Document section Block Start

Frequent methylation (>20%) was noted for 4 of the 10 genes tested: RASSF1A (35%); APC (35%); and two members of the cadherin family, CDH1 (36%) and CDH13 (29%). The methylation frequency of p16^INK4A was relatively low, a finding consistent with that of a recent survey article (4) . Of the frequently methylated genes, the most studied in bladder cancer is CDH1. Several studies have demonstrated that decreased expression of CDH1 in bladder cancers, as determined by immunostaining, is associated with decreased survival and with features of advanced stage and poor prognosis (14 , 15) . CDH1 is inactivated by methylation in several tumor types including lung, breast, and esophageal cancers (4 , 11) , but its methylation status has not been described in bladder cancers. We found that methylation of CDH1 was present in 36% of bladder cancers and correlated with nonpapillary growth pattern and poor survival. In multivariate models, CDH1 was the only independent methylation-related prognostic factor.

Our gene panel included RASSF1, a recently identified putative TSG. There are two major RASSF1 gene products, RASSF1A and RASSF1C. Selective promoter methylation of the RASSF1A promoter, but not of RASSF1C, is frequent in small cell- and non-small cell lung cancers and in breast carcinomas (16 , 17) . The RASSF1A promoter was methylated frequently in bladder cancers (35%), and methylation was associated with features of poor prognosis (high tumor grade, nonpapillary growth pattern, and muscle invasion). These findings indicate a potential role for RASSF1A in the pathogenesis and spread of bladder cancer.

Inactivation of the APC gene is frequent in colorectal and other gastrointestinal carcinomas, usually by truncating mutations (18) . An alternative method of inactivation of the gene in some gastrointestinal tumors is by promoter methylation (19) . Recently, we reported that selective methylation and silencing of the 1A promoter and its specific products was frequent in lung and breast cancers (20) . In this report, we found methylation of the APC 1A promoter in 35% of bladder cancers, and the methylation correlated with high tumor grade, nonpapillary growth pattern, muscle invasion, and high tumor stage.

Several members of the cadherin gene family, including CDH1 and CDH13, are located on chromosome 16q, a region of frequent allelic loss in multiple tumor types (21) . Inactivation of CDH13 by promoter methylation has been described in lung and breast cancers (22 , 23) . We found methylation of CDH13 in 29% of bladder cancers, and methylation was associated with high tumor grade and nonpapillary growth pattern.

Document section Block End
Data excerpts Block Start

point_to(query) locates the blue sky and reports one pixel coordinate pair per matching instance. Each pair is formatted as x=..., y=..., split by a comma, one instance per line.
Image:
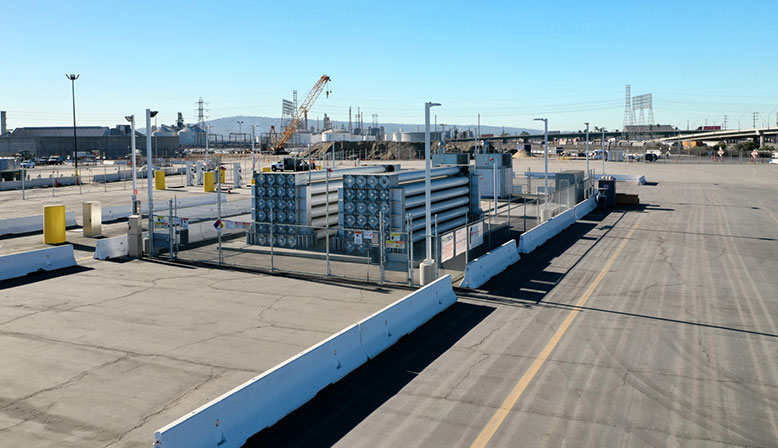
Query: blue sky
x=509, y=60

Data excerpts Block End
Data excerpts Block Start

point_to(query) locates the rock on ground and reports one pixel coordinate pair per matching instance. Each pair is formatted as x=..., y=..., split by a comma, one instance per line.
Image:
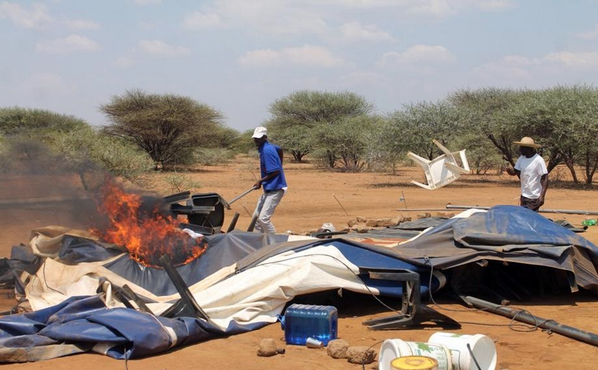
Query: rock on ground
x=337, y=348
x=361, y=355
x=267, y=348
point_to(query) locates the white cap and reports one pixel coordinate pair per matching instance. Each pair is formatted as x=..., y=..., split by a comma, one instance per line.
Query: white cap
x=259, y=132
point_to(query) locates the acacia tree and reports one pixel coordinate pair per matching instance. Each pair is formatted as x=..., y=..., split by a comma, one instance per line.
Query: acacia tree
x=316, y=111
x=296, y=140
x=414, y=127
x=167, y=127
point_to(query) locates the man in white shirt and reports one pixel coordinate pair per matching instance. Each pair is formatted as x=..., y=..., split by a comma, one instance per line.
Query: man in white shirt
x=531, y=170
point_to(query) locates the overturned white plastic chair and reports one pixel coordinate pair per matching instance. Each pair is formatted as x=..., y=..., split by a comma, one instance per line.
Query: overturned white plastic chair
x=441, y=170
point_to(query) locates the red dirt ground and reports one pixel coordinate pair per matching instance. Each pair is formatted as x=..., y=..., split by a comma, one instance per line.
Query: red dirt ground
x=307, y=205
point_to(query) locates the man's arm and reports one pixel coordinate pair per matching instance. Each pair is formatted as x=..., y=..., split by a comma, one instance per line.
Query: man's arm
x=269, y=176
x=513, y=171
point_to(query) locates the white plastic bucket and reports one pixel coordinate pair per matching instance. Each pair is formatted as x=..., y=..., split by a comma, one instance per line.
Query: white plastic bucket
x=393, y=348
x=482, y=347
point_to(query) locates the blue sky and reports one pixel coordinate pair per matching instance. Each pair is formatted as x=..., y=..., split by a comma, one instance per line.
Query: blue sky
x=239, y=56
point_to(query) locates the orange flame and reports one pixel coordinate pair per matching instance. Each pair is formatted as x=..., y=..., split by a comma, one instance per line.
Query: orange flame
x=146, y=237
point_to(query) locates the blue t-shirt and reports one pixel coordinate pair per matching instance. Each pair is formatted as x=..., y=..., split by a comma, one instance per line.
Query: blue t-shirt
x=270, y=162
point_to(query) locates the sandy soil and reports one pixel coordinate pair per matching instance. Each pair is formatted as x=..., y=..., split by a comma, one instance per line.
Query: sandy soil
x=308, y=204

Data excerpts Block End
Data excerpts Block Start

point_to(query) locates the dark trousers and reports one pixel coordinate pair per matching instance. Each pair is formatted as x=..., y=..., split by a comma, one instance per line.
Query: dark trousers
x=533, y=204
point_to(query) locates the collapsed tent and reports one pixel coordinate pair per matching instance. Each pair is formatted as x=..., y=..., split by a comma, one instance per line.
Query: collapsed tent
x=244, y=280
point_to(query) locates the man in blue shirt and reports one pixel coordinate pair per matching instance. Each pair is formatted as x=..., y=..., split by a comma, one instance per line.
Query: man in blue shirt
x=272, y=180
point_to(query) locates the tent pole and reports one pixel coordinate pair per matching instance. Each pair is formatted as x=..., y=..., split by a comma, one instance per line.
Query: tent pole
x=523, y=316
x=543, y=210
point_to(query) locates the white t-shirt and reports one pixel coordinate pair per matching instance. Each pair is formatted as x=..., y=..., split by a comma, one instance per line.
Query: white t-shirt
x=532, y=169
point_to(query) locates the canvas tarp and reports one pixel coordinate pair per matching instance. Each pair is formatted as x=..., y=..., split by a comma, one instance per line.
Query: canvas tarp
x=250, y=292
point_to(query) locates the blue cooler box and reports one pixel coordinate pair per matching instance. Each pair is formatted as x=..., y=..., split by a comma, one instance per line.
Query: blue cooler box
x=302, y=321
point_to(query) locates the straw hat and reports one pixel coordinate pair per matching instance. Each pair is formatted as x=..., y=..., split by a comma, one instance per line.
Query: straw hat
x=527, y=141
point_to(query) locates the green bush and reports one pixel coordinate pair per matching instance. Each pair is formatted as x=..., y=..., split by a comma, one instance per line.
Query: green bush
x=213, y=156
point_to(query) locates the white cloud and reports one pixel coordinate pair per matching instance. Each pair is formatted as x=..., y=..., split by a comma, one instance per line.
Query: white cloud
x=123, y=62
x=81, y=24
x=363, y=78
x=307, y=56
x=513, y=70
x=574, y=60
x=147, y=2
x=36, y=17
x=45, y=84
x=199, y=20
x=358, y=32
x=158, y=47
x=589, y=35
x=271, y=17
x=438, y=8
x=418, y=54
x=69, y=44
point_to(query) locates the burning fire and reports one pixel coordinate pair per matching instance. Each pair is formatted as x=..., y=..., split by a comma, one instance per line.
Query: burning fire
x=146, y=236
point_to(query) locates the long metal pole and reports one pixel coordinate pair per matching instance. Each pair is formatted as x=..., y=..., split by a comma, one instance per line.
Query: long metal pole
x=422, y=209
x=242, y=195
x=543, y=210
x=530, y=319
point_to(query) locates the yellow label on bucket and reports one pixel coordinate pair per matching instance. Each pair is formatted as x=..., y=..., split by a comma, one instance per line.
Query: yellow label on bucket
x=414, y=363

Data excerpts Block End

» **Problems to solve**
(1) Reproduce the passage of the bladder cancer methylation text from "Inactivation of the APC" to "high tumor stage.".
(2) According to the bladder cancer methylation text, which gene was the only independent methylation-related prognostic factor in multivariate models?
(3) Rewrite the paragraph of the bladder cancer methylation text that begins "Inactivation of the APC gene" as a short bulleted list that keeps its main facts.

» **Outputs in order**
(1)
Inactivation of the APC gene is frequent in colorectal and other gastrointestinal carcinomas, usually by truncating mutations (18) . An alternative method of inactivation of the gene in some gastrointestinal tumors is by promoter methylation (19) . Recently, we reported that selective methylation and silencing of the 1A promoter and its specific products was frequent in lung and breast cancers (20) . In this report, we found methylation of the APC 1A promoter in 35% of bladder cancers, and the methylation correlated with high tumor grade, nonpapillary growth pattern, muscle invasion, and high tumor stage.

(2) CDH1

(3)
- APC is frequently inactivated in colorectal and other gastrointestinal carcinomas, usually by truncating mutations.
- In some gastrointestinal tumors, it is instead inactivated by promoter methylation.
- Selective methylation and silencing of the 1A promoter and its products was previously reported as frequent in lung and breast cancers.
- The APC 1A promoter was methylated in 35% of bladder cancers.
- This methylation correlated with high tumor grade, nonpapillary growth pattern, muscle invasion, and high tumor stage.